Written problem>
Copy out the complete listing, word for word.
--- START OF Dataset records ---
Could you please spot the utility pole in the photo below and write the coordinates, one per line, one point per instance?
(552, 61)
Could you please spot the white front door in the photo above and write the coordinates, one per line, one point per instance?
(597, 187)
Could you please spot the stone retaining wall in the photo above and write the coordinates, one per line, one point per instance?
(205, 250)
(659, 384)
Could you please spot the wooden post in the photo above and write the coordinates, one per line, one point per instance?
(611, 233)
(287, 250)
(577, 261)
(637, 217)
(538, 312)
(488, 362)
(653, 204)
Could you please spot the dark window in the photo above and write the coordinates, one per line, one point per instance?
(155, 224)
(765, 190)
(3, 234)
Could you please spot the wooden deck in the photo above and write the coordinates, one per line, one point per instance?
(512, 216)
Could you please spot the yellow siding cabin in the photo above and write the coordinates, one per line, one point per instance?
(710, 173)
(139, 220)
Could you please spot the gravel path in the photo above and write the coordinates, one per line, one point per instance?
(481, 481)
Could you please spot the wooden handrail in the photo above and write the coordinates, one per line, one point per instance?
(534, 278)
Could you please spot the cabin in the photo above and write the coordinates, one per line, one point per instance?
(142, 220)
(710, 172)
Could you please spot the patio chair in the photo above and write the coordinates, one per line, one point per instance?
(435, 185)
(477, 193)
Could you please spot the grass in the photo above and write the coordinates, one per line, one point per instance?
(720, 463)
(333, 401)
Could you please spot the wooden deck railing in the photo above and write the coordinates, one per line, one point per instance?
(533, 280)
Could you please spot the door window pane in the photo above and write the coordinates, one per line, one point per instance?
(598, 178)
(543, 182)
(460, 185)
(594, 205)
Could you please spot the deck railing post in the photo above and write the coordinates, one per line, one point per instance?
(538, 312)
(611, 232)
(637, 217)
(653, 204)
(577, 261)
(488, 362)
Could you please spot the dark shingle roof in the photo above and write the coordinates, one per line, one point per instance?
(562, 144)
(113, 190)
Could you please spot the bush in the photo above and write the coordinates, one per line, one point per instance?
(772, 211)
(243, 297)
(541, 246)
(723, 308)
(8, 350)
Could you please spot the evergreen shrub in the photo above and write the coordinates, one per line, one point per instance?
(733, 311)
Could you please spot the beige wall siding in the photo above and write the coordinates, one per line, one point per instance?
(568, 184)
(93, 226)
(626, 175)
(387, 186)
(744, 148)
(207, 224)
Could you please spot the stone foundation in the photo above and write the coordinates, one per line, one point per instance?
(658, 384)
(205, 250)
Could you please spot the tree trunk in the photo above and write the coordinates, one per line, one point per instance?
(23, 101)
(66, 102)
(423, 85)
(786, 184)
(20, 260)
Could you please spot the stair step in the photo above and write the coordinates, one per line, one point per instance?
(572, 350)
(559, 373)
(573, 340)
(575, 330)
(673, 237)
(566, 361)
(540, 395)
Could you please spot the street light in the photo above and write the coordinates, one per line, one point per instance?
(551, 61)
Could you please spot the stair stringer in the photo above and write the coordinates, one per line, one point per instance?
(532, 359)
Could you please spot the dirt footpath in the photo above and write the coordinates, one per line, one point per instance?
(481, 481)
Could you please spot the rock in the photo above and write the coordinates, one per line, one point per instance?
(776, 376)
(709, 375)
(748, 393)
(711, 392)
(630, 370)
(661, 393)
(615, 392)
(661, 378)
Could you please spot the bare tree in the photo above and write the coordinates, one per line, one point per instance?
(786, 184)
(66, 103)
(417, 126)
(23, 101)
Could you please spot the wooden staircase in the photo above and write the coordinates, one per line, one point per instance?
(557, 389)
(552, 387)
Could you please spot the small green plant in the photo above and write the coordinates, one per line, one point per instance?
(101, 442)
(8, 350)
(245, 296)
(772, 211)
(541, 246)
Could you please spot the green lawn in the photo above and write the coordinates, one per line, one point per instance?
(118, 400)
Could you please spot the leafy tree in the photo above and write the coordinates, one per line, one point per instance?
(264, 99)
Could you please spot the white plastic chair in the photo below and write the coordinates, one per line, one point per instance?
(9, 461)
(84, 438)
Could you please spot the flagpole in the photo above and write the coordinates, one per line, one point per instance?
--- END OF Dataset records ---
Written solution>
Could you please spot the utility pole in the photo below and write the coordinates, one per line, one point per instance?
(552, 61)
Could you please spot the white front door in the photo above and write the coordinates, one per line, one point per instance?
(597, 187)
Could you please spot the stone retaining wall in the photo above and write the coordinates, one per line, one point per instance?
(205, 250)
(659, 384)
Could you please spot the wooden post in the photo above and write the coordinates, one per line, one point per instance?
(611, 233)
(287, 250)
(577, 261)
(637, 217)
(538, 312)
(488, 362)
(653, 204)
Could you please spot the dark window in the photo above and write the coordinates, one per line, one point per instance?
(155, 224)
(765, 190)
(3, 234)
Could you please spot the wooden deck in the photo above and write the coordinates, one per line, one point per instance?
(512, 216)
Could you please spot the yellow siding cabin in the photo above and write the coordinates, one per line, one point per instance?
(710, 173)
(139, 220)
Could you please spot the gravel path in the photo above and write the coordinates, one per line, one point per instance?
(481, 481)
Could you please spot the wooden handrail in the photo above and write the coordinates, one per line, one point per instance?
(534, 278)
Could you please spot the cabin in the photo above and write the coordinates, one per line, one point per instance?
(142, 220)
(710, 172)
Could you please spot the patio chair in the photo above and write the coordinates, one per line, one point per instance?
(435, 185)
(477, 193)
Could you please spot the grass in the photo above and write the coordinates, one per line, one point per instance?
(720, 463)
(333, 401)
Could you please spot the wooden deck railing in the photo above and write the coordinates, one per line, one point per instance?
(533, 280)
Could you please spot the door window pane in the photo above and write the coordinates, one per line, one point per instance?
(598, 178)
(543, 182)
(460, 185)
(594, 205)
Could you please spot the deck railing post in the photo above and write the coordinates, one per line, one point per instance?
(538, 312)
(611, 232)
(637, 217)
(653, 204)
(577, 261)
(488, 362)
Could you please spot the dark shingle roof in the photo above and write the coordinates, one per line, one point per instance?
(562, 144)
(113, 190)
Could you please spot the bush in the photo above and write the coordinates, one per line, one point per instance?
(772, 211)
(243, 297)
(541, 246)
(723, 308)
(8, 350)
Could you please spot the evergreen shrub in the photo above and write the coordinates, one per line, one point per instance?
(733, 311)
Could you please spot the beige wall siding in the photo above and write the coordinates, one per line, one point per instance?
(568, 184)
(93, 226)
(626, 175)
(387, 186)
(744, 148)
(207, 224)
Could you please spot the stone foundation in the photo above and write the coordinates, one per line, one point per instance?
(658, 384)
(205, 250)
Could you please spot the tree trunk in the photo above and write the coordinates, one per line, one point per instance?
(23, 101)
(66, 102)
(423, 85)
(786, 184)
(20, 260)
Could you please spot the stair step in the photo above and write the coordinates, one per line, one point per instance?
(572, 350)
(559, 373)
(573, 340)
(575, 330)
(673, 237)
(566, 361)
(540, 395)
Could you please spot the street light in the photo above and write the coordinates, one per line, one point per instance?
(551, 61)
Could you please spot the stair stringer in the photo above and write the coordinates, one per line, one point per instance?
(532, 359)
Could you please spot the dirt footpath in the photo above and write the coordinates, one per line, one point per instance?
(481, 481)
Could you please spot the rock in the photo above and write the coordinates, one per line, one point per instance?
(776, 376)
(709, 375)
(748, 393)
(711, 392)
(630, 370)
(661, 393)
(615, 392)
(661, 378)
Could you please spot the bare tree in the photo above and write the coordinates, one per line, one point per instance?
(786, 184)
(66, 103)
(417, 126)
(23, 101)
Could you please spot the wooden staircase in the photo above and write the coordinates, one per line, one point per instance?
(557, 389)
(552, 387)
Could you please spot the small green plant in the photo above and write the coordinates, one per line, one point per instance?
(101, 442)
(8, 350)
(245, 296)
(772, 211)
(541, 246)
Could you please spot the green lawn in the photo above and write the coordinates, one per line, one point per instance?
(118, 400)
Could you please spot the leafy tree in the photo above and write the coordinates, one per line, one point per instance?
(264, 99)
Could you please spot the white plastic chair in the photo below and write the coordinates, one per line, one point per instance?
(9, 461)
(84, 438)
Could you please spot the flagpole in the photo above and write the coordinates, one per line, one point per instance?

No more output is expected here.